Retype all material exactly. Pictures stay out of the copy.

## Materials provided
"""

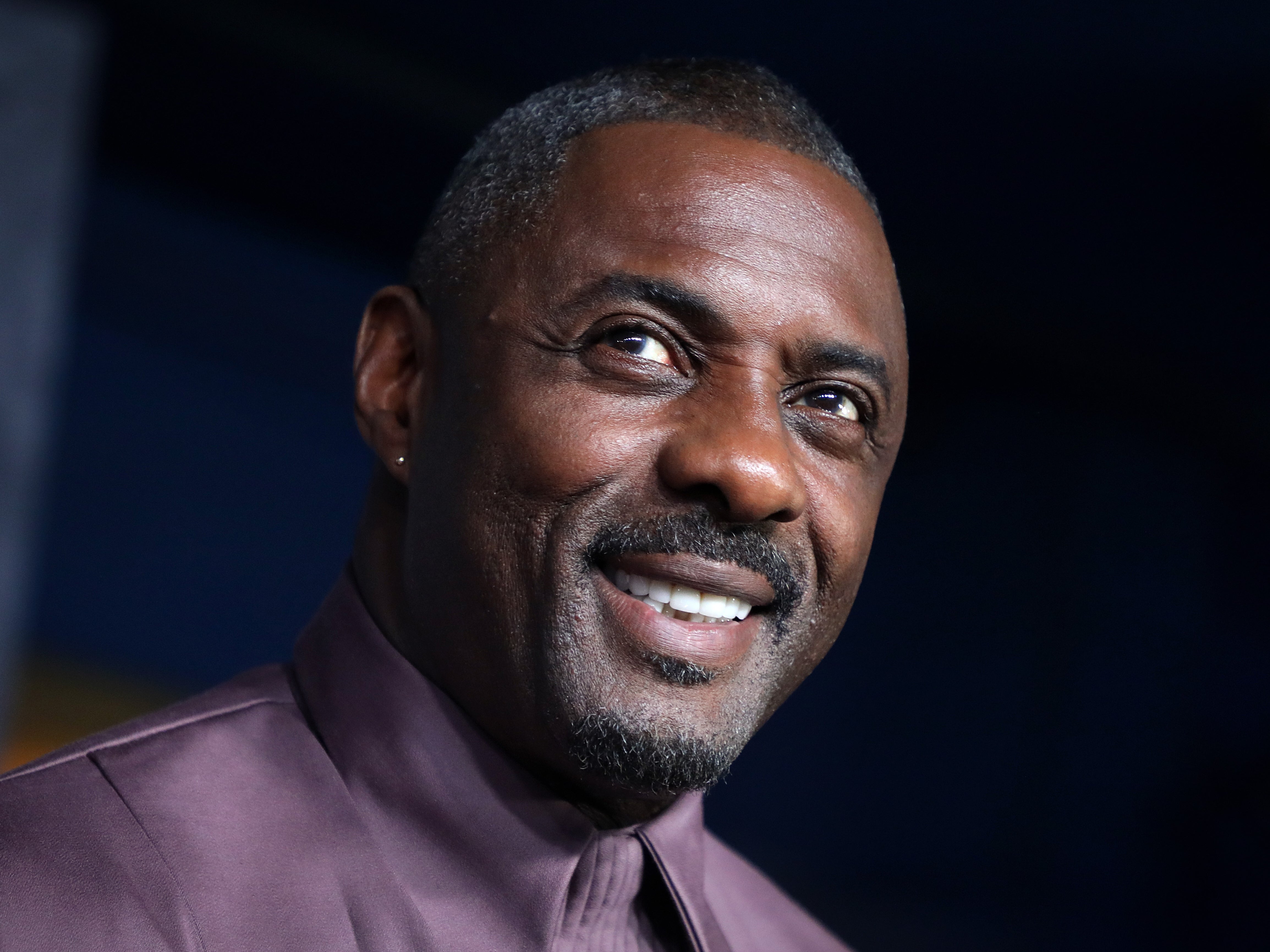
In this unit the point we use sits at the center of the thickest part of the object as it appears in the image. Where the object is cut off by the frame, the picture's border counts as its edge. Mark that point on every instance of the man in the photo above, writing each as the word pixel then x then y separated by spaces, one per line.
pixel 634 418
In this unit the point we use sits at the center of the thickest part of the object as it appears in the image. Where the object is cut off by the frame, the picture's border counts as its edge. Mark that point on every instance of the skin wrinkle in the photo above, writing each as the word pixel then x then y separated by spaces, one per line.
pixel 550 438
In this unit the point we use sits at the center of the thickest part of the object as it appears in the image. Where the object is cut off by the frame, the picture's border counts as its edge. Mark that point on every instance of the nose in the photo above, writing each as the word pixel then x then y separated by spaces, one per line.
pixel 731 450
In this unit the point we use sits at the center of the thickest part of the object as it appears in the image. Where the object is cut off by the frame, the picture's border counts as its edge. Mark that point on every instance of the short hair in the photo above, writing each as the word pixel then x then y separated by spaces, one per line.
pixel 509 177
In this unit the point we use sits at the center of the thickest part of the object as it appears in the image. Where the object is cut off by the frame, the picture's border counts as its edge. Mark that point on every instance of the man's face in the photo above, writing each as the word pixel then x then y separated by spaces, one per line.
pixel 690 385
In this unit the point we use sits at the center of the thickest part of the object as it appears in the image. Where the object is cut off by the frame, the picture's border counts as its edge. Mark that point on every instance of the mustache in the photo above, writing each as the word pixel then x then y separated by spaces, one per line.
pixel 700 535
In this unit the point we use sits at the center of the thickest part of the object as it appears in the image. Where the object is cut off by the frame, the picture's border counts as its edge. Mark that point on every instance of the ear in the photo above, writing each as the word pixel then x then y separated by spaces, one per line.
pixel 393 374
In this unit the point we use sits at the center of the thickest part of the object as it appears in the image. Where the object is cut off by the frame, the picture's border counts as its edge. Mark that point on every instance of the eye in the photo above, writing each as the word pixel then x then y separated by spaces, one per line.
pixel 831 400
pixel 639 344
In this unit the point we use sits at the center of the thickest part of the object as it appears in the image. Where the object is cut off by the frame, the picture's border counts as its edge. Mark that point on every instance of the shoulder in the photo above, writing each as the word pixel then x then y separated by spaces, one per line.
pixel 754 912
pixel 78 852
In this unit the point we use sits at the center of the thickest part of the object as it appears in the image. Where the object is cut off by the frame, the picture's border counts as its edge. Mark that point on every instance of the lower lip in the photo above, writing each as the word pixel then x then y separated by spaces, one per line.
pixel 712 647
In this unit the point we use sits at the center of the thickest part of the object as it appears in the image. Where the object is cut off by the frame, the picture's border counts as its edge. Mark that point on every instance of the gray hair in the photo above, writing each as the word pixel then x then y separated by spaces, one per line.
pixel 509 177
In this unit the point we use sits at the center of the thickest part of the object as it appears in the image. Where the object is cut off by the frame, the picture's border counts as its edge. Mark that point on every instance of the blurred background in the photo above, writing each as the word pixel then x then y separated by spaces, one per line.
pixel 1047 725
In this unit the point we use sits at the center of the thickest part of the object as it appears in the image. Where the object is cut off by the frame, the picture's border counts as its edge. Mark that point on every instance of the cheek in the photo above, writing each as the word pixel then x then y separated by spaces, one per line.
pixel 562 440
pixel 843 509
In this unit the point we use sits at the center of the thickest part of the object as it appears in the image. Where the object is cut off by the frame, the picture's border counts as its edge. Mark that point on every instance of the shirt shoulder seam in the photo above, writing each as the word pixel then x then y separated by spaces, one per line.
pixel 106 744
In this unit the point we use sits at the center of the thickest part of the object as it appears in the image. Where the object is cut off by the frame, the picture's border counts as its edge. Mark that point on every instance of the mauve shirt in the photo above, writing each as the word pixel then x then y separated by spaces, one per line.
pixel 345 803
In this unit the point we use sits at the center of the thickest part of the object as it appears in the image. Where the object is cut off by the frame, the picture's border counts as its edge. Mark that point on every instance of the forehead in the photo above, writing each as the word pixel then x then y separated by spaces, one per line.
pixel 759 230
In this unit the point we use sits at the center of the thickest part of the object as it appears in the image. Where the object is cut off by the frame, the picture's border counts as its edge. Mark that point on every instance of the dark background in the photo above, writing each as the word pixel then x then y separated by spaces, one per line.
pixel 1047 725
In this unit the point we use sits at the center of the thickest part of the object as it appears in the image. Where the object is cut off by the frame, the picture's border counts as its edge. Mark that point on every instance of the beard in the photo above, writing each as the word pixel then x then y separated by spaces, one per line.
pixel 651 758
pixel 647 747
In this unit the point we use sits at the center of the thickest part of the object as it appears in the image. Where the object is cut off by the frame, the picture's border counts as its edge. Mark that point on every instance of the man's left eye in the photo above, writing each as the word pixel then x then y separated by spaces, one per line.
pixel 639 344
pixel 831 400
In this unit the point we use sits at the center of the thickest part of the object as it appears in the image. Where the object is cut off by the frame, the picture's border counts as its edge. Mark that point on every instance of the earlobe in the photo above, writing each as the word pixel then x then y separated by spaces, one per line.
pixel 394 358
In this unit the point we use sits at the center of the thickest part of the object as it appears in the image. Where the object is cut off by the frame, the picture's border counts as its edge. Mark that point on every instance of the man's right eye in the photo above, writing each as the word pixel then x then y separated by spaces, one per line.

"""

## Exercise output
In this unit the point we use sits at the center of the thickest part of the object as it appears in the image. Where the object is cut off by the frame, the picture's border counts as its edge. Mark that point on every instance of the man in the photo above, writing each as the word pixel then x then y separated by spaces, one per line.
pixel 634 418
In this unit the point we use sits at the center of the thickest part of the object as it appears in the image. Where the object is cut off by the frame, the picture's border counts as its edge. Mark that point on every instance of the skin wrinkle in the photo above, writing each as the word pixel then x then y separated by spaces, one per line.
pixel 550 438
In this unit the point we use sits at the center of the thickest part of the object as it appears in the image. Where the object is cut off by the frame, the picture's border counts as its edge. Mark that point on every instance of the nose in the photo above, writing each as the word pixel then x then y separated by spaces, one per line.
pixel 731 450
In this unit the point we use sits at the center of the thickest part of the object as it appears in the image. Where the object is cut off by the frame, the picture's border counts as its edge. Mark that point on every instance of the short hair in the photo above, writing each as the word pixel then x then y separated by spaces, one per line.
pixel 509 177
In this unit the point we use sits at the center of the thickest part of the object as it appears in the image. Where the object is cut off by the frame, the picture's border counts as its edge. Mark that point on every instance of the man's face in the photo above, writing each as the word pixel then x then y separated by spaces, one per line.
pixel 690 385
In this unit the point we use sits at the center of the thickest part of the object as it appears in the image. Where the object is cut off by the frame, the picture's border counts as its edge. Mark that point on every instance of the mustache in the photo above, writing each as the word pixel then x then y separated by spaces, one per line.
pixel 700 535
In this unit the point we use sits at the center of the thickest part of the object as it appears in the image. Where the object is cut off by the frame, the picture's border counts as its edge. Mark that point on every instance of the ear in the photo above, writing each as the word pixel then x then y separated by spaces, one per line.
pixel 393 374
In this unit the point we use sits at the center of the thickest part of the object as it appears in the image. Where the object is cut off by the frame, the picture's border counts as its edge. Mark that point on every instance of the eye in the photo above, writing each as the word pixel then x then y separated by spaces, one per line.
pixel 831 400
pixel 639 344
In this unit the point we use sits at the center of the thickest part of the object as it appears in the image. Where the object is cut off by the frame, the picture's border counts as its edge. Mark that point on every instance of the shoulder in the photo above, writing each as the word pixel then x then y separated by spaces, one per line.
pixel 754 912
pixel 78 852
In this unit the point we use sits at the center of the thickest part of the object as it appears in the image. Where the object is cut off by the frame, the picture's border counts as its edge. Mark that point on every instance of the lower lip in the photo above, writing each as the word pixel then x then y separated by spaces, one per line.
pixel 712 647
In this unit the point we use sits at the center of the thickest part of the object as it appears in the image. Where the object is cut off by the frame, the picture's border counts as its edge. Mark that point on every instance of the gray hair in the photo above, writing each as the word pixel then x then y separated by spaces, one per line.
pixel 509 177
In this unit the point we use sits at the center of the thickest part of the object as it appears in the image. Where the object is cut off by the frame, the picture's border counts as its edge. Mark that point on every instance of the blurred background in the photo above, writing each as the word pixel then x then y separated by spaces, one per line.
pixel 1047 725
In this unit the point we use sits at the center of the thickest part of the object as it appears in the image. Where the object is cut off by the frame, the picture's border counts as its edge. Mark that point on every instance of the cheek in the photo above, writing each as the word pixel then x then y separated by spaces, one per line.
pixel 562 440
pixel 843 509
In this unit the point we use sits at the center of the thickest part of the object as it appears in the image. Where the object is cut off by the frame, the picture's border counts as its edge. Mark that point on every instance of the shirt shoulder seam in the photo above, writing each as the word pixel then x then y separated by spaces, one per line.
pixel 106 744
In this unit the point we use sits at the center of the thickest part of the object as it appears in the image. Where the object is cut off by the frame, the picture's border counts as its edge. Mark that point on every instance of the mauve shirt in the photo above, writing each as the word pixel then x then y separated by spaces, one per line.
pixel 345 803
In this unit the point we use sits at the center of the thickest part of the object as it appears in the image. Where the object is cut off by the frame, the picture's border counts as its edge. Mark that point on every instance of the forehead in the photo above, writing each as the word pixel then x then y separated by spaces, one per line.
pixel 759 230
In this unit the point we use sits at the center of the thickest part of the object as it appears in the image. Where the object is cut off by the frame, the picture's border counts as its edge. Mark that point on every instance of the dark background in the photo above, writing each as the word pixel then x then y separated by spaces, one per line.
pixel 1047 725
In this unit the point we use sits at the center of the thickest part of the object as it appears in the image. Where the object is cut off by the frame, the picture's border counts as its edge. Mark that point on every instance of the beard in the photo above, writing each as the word pixel then x then y separated by spaces, one per line.
pixel 651 758
pixel 647 747
In this unit the point we use sits at the center of the thickest part of the object as it appears in the image. Where the object is cut off by the frame, the picture's border counts as its edge. Mark that point on every instance of the man's left eye in the photo above, writing each as the word pixel then x then y separated by spaces, one per line.
pixel 639 344
pixel 831 400
In this unit the point we use sits at the center of the thickest part of the object as it appears in the image. Where the object is cut off by the frame, the picture's border counts as its edge. Mark that point on every instance of the earlobe in the photo above, writing each as the word pixel then x then y separated by spaces, one per line.
pixel 394 358
In this unit the point we use sits at the center of the thickest part of the object as it appears in the image. Where the object is cut off by the frame, the picture's border counts as its edge. Mark that point on every instance of the man's right eye in the photo above, writing each as the word pixel then x then y separated by spaces, one per line.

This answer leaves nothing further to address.